SPOX: Sie haben die kulturellen und strukturellen Schrauben schon angerissen, an denen Sie gedreht haben. So wurde unter anderem ein Verhaltenskodex im Verein eingeführt. Sind die Dinge, die dort drin stehen, nicht selbstverständlich?
Schindelmeiser: Eigentlich schon, da haben Sie vollkommen Recht. Es hilft aber trotzdem, es aufzuschreiben und zu besprechen. Es im Falle der Fälle auch aus der Schublade holen zu können. Es eint, weil so jeder weiß, welche unsere Werte im Umgang miteinander sind. Es geht darum, eine Orientierung zu geben, aber natürlich reden wir auch über viele Selbstverständlichkeiten. Wir reden über Respekt im Umgang, ohne Rücksicht auf Religion, Hautfarbe oder Gesinnung. Wir reden über Ehrlichkeit. Niemand wird in unserem Haus dafür bestraft, wenn er die Wahrheit sagt. Wir brauchen intern kritische Stimmen und einen ehrlichen Austausch, wenn wir besser werden wollen.
SPOX: Wie sehr betrifft es vor allem auch die Spieler?
Schindelmeiser: Sehr. Wir wollen, dass sich unsere Spieler bewusst sind, welche Wahrnehmung und Bedeutung wir als VfB in der Gesellschaft genießen. Unsere Spieler haben einen Beruf, der viele Menschen interessiert und der als attraktiv betrachtet wird, deshalb haben sie aber keine größere Bedeutung. Sie haben einen sehr privilegierten und sehr gut bezahlten Beruf. Damit verbunden ist aber auch die Aufgabe, davon etwas zurückzugeben und sich im sozialen Bereich zu engagieren. Wir wollen kein Parallel-Universum zulassen. Zuletzt hatten wir eine große Aktion im Zusammenhang mit dem Kampf gegen Blutkrebs, dort kämpfen Menschen um ihr Leben. Ich möchte, dass sich unsere Spieler auch mit diesen Themen auseinandersetzen. Der Werte-Kanon ist breit. Tradition spielt dabei natürlich auch eine große Rolle.
SPOX: 2018 wird der VfB 125 Jahre alt. Wie sehr kann man heutzutage überhaupt noch auf traditionelle Werte achten?

• _Deine Aufgabe_:
Schreib den Abschnitt des Interviews von „Schindelmeiser: Sehr. Wir“ bis „eine große Rolle.“ noch einmal ab und benenne dabei „VfB“ in „Verein“ um.

• _Gegebenes Material_:
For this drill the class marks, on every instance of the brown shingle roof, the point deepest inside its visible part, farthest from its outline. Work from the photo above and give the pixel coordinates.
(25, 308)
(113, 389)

• _Lösung der Aufgabe_:
Schindelmeiser: Sehr. Wir wollen, dass sich unsere Spieler bewusst sind, welche Wahrnehmung und Bedeutung wir als Verein in der Gesellschaft genießen. Unsere Spieler haben einen Beruf, der viele Menschen interessiert und der als attraktiv betrachtet wird, deshalb haben sie aber keine größere Bedeutung. Sie haben einen sehr privilegierten und sehr gut bezahlten Beruf. Damit verbunden ist aber auch die Aufgabe, davon etwas zurückzugeben und sich im sozialen Bereich zu engagieren. Wir wollen kein Parallel-Universum zulassen. Zuletzt hatten wir eine große Aktion im Zusammenhang mit dem Kampf gegen Blutkrebs, dort kämpfen Menschen um ihr Leben. Ich möchte, dass sich unsere Spieler auch mit diesen Themen auseinandersetzen. Der Werte-Kanon ist breit. Tradition spielt dabei natürlich auch eine große Rolle.